While I’ve come to accept that sometimes the Pagan community just doesn’t care about something as much as I do, there are times when I find myself screaming “this is important! Why are you not reading this?!”
Here are four posts from 2017 I think have some really important concepts in them, but that weren’t well read. Take a look at these summaries, and if you didn’t read them the first time, check them out now.
Are Hurricanes and Wildfires Persons? Respect the Power of Nature (September 2017, #127 in readership).
This post was inspired by the wildfires in the Columbia Gorge and the hurricanes in Florida, Texas, and Puerto Rico. We saw a lot of natural disasters this year – climate change makes it likely we’ll see even more going forward.
I’ve seen numerous comments from Pagans and Christians alike calling all this bad weather “punishment” for everything from electing gay people to public office to driving oversized pickup trucks. It’s a natural human impulse to look for meaning in tragedy, and if that meaning puts the blame on people we don’t like, so much the better. Thankfully, most of us understand there is no correlation between human morality and natural disasters.
That doesn’t mean Nature didn’t do it on purpose.
We often talk about natural phenomena as though they were human. Clearly they are not. But from an animistic perspective it’s just as clear that they are persons. They have agency – they do their own things for their own reasons. More importantly, we can relate to them as persons… and not all persons mean us well.
Further, when we attempt to constrain other persons, they have a tendency to strike back. Perhaps a wildfire has no conscious intent. But when we refuse to let them burn naturally, when they do eventually burn the fires are far larger and more damaging than they would have been otherwise.
Either we will respect the power of Nature, or we will suffer the consequences.

What Does Victory Look Like For You? (January 2017, #129 in readership). Unlike last year, some of my 2017 political posts did very well. Two of them made the Top 10 list I’ll post on Wednesday. This one did not. And that’s a shame, because it has some information that’s critically important in our lives, whether we apply it politically or not.

Entries shown
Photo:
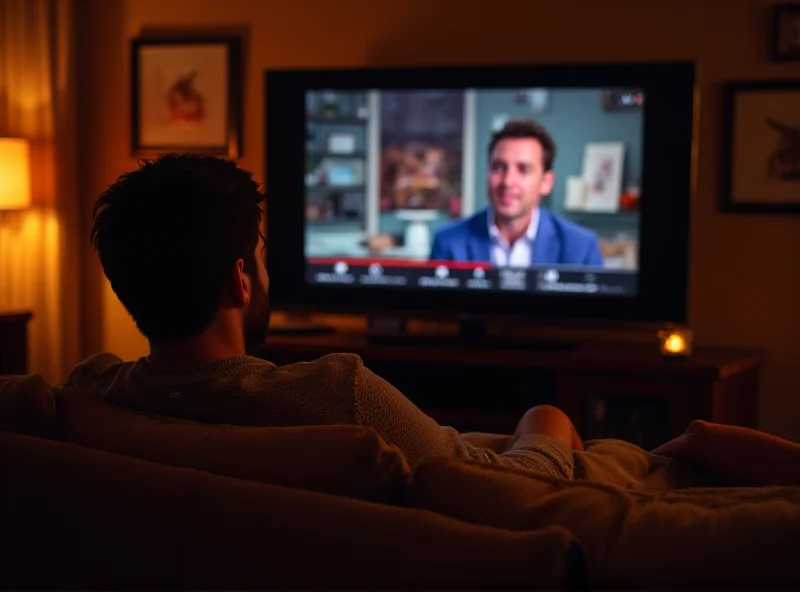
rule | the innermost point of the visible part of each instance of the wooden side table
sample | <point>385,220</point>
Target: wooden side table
<point>14,342</point>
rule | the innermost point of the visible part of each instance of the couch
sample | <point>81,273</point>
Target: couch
<point>99,496</point>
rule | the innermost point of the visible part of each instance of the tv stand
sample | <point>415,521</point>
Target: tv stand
<point>472,333</point>
<point>627,391</point>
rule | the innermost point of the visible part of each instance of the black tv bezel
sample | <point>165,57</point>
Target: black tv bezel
<point>667,179</point>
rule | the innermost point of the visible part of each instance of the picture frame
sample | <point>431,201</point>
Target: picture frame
<point>761,147</point>
<point>785,34</point>
<point>186,96</point>
<point>603,164</point>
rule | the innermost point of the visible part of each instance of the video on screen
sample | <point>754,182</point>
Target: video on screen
<point>521,189</point>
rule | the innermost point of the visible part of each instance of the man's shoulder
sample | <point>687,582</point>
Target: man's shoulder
<point>339,369</point>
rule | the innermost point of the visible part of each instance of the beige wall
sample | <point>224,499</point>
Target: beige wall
<point>729,303</point>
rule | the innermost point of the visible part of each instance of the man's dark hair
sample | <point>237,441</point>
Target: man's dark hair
<point>168,233</point>
<point>529,130</point>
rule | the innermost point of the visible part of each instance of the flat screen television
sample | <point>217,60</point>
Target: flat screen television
<point>389,191</point>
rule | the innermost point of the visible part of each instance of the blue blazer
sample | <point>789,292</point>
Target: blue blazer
<point>558,241</point>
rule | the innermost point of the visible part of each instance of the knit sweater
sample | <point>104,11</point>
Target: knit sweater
<point>335,389</point>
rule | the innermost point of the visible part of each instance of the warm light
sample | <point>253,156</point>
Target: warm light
<point>675,342</point>
<point>15,180</point>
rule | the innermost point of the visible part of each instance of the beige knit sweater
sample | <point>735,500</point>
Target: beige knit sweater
<point>335,389</point>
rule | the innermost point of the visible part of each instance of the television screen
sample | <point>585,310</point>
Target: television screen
<point>524,189</point>
<point>556,190</point>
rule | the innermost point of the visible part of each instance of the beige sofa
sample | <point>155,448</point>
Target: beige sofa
<point>97,496</point>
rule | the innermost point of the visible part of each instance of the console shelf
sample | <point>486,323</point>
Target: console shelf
<point>608,390</point>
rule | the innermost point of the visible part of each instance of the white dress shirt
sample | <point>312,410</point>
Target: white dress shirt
<point>520,254</point>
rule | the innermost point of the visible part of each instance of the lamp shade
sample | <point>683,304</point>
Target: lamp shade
<point>15,178</point>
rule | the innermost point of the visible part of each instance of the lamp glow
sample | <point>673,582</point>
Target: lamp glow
<point>15,182</point>
<point>675,342</point>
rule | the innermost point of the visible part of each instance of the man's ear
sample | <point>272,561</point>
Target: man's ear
<point>548,180</point>
<point>238,284</point>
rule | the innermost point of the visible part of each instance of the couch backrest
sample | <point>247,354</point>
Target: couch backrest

Requirement 1
From the Pagan blog excerpt above, return the passage starting at "That doesn’t mean" and ending at "have been otherwise.", copied word for word.
Requirement 2
Condense the paragraph of the Pagan blog excerpt that begins "We often talk about natural phenomena" into a shorter version that keeps its main points.

Final result 1
That doesn’t mean Nature didn’t do it on purpose.
We often talk about natural phenomena as though they were human. Clearly they are not. But from an animistic perspective it’s just as clear that they are persons. They have agency – they do their own things for their own reasons. More importantly, we can relate to them as persons… and not all persons mean us well.
Further, when we attempt to constrain other persons, they have a tendency to strike back. Perhaps a wildfire has no conscious intent. But when we refuse to let them burn naturally, when they do eventually burn the fires are far larger and more damaging than they would have been otherwise.

Final result 2
Natural phenomena are not human, though people often speak of them that way. From an animistic perspective, they are persons with agency who act for their own reasons. We can relate to them as persons, but not all persons mean us well.